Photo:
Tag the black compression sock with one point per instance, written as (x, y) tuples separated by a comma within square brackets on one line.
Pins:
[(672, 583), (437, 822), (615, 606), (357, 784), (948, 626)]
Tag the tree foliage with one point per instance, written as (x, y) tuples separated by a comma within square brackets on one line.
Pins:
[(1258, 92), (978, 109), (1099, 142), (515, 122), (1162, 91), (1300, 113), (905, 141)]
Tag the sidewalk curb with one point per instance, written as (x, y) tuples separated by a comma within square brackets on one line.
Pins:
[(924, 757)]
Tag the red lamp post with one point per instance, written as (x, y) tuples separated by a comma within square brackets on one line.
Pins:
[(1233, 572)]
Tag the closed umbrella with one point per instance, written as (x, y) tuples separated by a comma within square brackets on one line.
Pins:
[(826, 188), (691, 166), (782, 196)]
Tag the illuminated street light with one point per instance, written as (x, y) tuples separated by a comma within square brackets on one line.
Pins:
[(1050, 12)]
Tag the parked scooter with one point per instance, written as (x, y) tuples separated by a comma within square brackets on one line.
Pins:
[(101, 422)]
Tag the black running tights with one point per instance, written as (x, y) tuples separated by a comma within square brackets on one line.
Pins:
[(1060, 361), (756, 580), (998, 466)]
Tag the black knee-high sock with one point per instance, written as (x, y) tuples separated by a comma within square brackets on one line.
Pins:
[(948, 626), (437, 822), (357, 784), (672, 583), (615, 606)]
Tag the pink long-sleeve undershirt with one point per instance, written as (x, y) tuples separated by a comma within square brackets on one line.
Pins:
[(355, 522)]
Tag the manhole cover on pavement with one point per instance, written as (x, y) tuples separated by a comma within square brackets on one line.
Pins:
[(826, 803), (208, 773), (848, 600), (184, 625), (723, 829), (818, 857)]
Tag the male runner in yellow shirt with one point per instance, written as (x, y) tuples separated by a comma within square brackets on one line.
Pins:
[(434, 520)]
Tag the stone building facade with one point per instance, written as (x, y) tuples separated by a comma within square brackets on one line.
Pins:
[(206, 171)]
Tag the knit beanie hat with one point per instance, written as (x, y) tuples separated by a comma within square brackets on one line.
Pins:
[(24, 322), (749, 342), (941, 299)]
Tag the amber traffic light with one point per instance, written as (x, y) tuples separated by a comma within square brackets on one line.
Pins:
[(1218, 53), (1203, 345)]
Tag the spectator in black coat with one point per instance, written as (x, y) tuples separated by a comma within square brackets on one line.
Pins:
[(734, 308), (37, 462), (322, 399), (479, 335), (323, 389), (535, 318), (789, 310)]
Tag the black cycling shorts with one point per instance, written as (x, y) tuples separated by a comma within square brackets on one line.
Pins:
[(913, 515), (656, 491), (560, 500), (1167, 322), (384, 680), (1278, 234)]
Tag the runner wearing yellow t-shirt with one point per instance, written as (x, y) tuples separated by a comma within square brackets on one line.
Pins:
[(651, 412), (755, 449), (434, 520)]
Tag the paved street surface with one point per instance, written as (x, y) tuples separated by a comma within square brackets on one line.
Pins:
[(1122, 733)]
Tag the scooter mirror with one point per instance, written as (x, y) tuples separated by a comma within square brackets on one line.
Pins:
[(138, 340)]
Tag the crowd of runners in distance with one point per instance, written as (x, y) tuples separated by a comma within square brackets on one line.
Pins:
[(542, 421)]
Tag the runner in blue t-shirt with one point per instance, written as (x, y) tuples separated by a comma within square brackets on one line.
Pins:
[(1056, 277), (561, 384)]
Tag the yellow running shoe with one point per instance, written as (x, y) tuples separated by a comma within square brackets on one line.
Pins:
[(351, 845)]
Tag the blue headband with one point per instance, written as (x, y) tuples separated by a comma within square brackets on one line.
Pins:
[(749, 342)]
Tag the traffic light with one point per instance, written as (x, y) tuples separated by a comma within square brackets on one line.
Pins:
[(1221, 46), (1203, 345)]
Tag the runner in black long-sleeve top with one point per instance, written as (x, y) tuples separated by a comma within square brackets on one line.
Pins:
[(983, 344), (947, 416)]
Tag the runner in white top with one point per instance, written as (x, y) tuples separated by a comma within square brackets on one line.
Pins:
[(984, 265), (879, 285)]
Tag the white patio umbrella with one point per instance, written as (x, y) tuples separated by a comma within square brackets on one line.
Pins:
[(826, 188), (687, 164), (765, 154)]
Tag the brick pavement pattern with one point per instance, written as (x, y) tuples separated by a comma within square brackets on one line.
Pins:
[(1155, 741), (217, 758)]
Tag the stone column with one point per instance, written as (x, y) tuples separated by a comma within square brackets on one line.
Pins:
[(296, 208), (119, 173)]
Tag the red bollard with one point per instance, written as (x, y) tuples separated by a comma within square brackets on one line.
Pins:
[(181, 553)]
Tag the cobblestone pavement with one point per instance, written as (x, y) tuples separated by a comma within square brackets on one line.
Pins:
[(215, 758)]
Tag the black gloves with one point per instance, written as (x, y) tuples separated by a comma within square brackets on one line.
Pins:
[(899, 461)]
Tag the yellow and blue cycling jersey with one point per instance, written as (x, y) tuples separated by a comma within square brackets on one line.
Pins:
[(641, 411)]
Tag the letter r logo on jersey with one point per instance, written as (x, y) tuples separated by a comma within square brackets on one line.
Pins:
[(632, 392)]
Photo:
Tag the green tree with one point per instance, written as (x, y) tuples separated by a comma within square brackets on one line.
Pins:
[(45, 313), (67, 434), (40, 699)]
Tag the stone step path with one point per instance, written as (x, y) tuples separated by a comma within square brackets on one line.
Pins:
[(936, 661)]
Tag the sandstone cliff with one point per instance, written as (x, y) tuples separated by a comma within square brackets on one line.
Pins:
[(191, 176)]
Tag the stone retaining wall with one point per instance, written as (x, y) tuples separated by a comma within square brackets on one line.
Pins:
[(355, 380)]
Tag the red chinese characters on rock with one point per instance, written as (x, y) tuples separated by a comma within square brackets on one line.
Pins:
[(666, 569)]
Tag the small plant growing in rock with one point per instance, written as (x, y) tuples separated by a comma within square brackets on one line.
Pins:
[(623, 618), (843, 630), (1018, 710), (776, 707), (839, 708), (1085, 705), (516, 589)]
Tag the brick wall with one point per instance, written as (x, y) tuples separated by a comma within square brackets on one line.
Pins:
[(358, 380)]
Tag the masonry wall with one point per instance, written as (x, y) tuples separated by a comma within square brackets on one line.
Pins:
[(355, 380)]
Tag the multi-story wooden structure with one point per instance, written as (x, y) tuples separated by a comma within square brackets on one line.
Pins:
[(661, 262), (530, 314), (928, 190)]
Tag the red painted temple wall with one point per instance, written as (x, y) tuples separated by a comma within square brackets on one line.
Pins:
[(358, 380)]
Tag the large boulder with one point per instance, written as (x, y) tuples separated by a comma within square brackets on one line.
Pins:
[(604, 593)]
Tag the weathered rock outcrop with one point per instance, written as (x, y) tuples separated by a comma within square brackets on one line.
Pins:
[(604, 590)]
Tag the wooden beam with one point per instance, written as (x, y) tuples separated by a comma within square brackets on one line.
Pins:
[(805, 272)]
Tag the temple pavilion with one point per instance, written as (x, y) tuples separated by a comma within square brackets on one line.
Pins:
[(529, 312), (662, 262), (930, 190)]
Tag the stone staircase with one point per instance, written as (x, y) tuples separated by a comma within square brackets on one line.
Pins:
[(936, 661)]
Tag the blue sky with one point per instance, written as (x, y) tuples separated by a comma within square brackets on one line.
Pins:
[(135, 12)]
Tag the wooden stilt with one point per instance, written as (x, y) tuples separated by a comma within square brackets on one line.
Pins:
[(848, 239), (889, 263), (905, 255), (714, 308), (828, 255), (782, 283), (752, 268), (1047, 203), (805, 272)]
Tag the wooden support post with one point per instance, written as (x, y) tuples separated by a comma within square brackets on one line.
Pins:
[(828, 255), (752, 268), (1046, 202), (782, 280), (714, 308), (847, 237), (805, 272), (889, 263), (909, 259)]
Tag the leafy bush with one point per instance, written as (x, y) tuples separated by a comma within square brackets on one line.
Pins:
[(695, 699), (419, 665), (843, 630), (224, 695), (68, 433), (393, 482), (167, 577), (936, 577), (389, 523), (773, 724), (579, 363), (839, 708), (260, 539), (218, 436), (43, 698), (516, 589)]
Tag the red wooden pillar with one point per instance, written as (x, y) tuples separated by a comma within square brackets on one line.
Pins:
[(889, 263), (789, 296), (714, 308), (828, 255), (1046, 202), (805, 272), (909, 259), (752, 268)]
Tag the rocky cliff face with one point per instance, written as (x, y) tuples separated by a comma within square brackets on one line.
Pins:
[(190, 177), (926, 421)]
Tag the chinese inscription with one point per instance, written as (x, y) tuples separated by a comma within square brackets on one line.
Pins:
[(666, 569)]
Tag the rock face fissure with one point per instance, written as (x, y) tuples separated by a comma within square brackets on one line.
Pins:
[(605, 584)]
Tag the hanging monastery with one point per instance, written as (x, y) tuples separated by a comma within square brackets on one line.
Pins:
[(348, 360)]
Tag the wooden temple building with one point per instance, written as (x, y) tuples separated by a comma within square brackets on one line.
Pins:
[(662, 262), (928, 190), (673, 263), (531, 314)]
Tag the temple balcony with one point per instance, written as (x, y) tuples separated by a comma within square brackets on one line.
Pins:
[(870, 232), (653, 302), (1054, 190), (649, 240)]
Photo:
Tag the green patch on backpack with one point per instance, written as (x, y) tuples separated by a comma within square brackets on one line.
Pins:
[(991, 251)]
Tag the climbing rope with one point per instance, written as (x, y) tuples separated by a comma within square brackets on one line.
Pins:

------------------------------------------------

§ Problem to solve
Could you copy exactly the line containing "Tag the rock face" and each line after it through the end of the records, and nothing else?

§ Reply to the task
Tag the rock face fissure with one point per instance, written as (x, y) tuples separated by a comma within square brackets on one line.
Pins:
[(605, 584)]
Tag the hanging monastery with one point per instance, written as (x, y) tuples separated by a comma within square brackets on one line.
Pins:
[(348, 360)]
Tag the wooden temple building with one point per instance, written as (x, y) tuples separated by a comma within square brackets on one line.
Pins:
[(662, 262), (928, 190), (673, 263), (531, 314)]
Tag the temple balcony with one point per instance, written as (x, y) tuples separated by a comma within square brackets on one line.
Pins:
[(870, 232), (653, 302), (1054, 190), (649, 240)]
Photo:
Tag the green patch on backpack with one point per instance, written as (x, y) tuples separated by a comma within square brackets on one line.
Pins:
[(991, 251)]
Tag the climbing rope with one point per instance, written as (x, y) tuples separated by a comma within square brackets on one line.
Pins:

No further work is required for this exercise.